## Try it
I need all the entries repeated exactly as written.

## The input
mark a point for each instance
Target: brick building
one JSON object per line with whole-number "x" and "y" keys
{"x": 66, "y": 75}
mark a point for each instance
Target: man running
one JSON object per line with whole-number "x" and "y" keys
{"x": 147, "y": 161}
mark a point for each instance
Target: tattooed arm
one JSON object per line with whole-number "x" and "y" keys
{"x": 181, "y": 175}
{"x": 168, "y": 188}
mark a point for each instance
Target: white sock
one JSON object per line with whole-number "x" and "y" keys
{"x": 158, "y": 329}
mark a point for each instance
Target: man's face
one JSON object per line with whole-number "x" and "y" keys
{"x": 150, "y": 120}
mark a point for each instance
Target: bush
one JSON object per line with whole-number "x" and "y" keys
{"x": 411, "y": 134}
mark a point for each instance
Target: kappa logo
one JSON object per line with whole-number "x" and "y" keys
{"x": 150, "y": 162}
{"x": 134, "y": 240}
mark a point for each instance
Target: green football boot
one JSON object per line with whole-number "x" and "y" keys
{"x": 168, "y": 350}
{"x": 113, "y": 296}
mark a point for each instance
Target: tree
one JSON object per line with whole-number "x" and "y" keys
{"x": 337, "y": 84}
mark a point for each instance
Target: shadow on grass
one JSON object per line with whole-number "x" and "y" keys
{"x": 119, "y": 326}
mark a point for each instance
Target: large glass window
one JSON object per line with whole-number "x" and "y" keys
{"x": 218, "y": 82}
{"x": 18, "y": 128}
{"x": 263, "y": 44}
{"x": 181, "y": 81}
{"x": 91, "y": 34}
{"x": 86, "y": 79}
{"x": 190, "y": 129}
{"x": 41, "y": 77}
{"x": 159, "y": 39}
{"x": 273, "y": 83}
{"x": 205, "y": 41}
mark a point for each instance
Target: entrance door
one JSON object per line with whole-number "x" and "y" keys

## Exercise output
mark a point for each instance
Target: brick building
one JSON object per line with whole-number "x" and "y" keys
{"x": 66, "y": 75}
mark a point for each instance
Target: man running
one JSON object per line with whole-number "x" and "y" keys
{"x": 147, "y": 161}
mark a point for each instance
Target: tattooed arm
one JSON object per line with whole-number "x" and "y" keys
{"x": 181, "y": 175}
{"x": 168, "y": 188}
mark a point for each instance
Target: white sock
one JSON object per line with whole-number "x" and "y" keys
{"x": 158, "y": 329}
mark a point for each instance
Target: man's face
one JSON object per line with whole-number "x" and "y" keys
{"x": 150, "y": 120}
mark a point for each instance
Target: bush
one JSON object per line with whole-number "x" and "y" keys
{"x": 411, "y": 134}
mark a point for each instance
Target: kappa logo
one JSON object per line with whole-number "x" and "y" keys
{"x": 150, "y": 162}
{"x": 134, "y": 240}
mark a point for each instance
Target: green football boot
one JSON object per line with whole-number "x" and "y" keys
{"x": 168, "y": 350}
{"x": 113, "y": 296}
mark a point for each instance
Target: tree
one JSON object per line with whole-number "x" and "y" keys
{"x": 337, "y": 84}
mark a point for each instance
Target: shadow on grass
one JSON object per line with whole-number "x" and "y" keys
{"x": 119, "y": 326}
mark a point for each instance
Target: large glass window
one JSON object per line with whole-number "x" and "y" keys
{"x": 218, "y": 82}
{"x": 18, "y": 128}
{"x": 263, "y": 44}
{"x": 181, "y": 81}
{"x": 91, "y": 34}
{"x": 86, "y": 79}
{"x": 190, "y": 129}
{"x": 41, "y": 77}
{"x": 159, "y": 39}
{"x": 273, "y": 83}
{"x": 205, "y": 41}
mark a point for each instance
Target: entrance door
one JSON object per line with whole-number "x" and "y" keys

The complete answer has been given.